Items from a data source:
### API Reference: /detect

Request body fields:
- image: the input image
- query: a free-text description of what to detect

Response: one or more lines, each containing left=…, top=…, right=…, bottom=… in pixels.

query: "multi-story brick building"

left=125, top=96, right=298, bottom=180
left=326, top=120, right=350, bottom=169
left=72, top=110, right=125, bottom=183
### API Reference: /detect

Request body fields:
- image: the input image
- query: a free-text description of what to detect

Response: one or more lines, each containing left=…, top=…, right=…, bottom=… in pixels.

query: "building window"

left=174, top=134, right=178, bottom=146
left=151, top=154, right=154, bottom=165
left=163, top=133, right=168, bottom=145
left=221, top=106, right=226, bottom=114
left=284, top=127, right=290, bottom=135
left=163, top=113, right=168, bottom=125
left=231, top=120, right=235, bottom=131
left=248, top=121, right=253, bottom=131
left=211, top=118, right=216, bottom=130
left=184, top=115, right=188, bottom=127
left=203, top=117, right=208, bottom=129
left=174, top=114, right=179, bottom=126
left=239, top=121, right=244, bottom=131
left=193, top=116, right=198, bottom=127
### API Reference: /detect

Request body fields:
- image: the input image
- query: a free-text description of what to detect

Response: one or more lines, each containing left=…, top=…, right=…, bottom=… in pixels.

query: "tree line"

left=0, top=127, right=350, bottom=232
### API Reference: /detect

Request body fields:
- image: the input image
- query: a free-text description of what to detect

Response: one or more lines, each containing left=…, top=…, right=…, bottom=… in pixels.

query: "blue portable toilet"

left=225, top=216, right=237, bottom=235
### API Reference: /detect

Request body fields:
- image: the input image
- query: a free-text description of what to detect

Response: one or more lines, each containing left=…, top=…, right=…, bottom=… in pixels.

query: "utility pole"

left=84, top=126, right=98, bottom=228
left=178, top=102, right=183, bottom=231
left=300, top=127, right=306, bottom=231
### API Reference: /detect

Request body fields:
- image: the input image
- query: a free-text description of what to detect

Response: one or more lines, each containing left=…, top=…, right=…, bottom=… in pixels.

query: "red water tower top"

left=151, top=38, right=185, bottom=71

- SET PROBLEM -
Pull out every line in the entries above that contains the word "building", and list each one on its own line.

- PROBLEM SOLUTION -
query: "multi-story brick building"
query: "building window"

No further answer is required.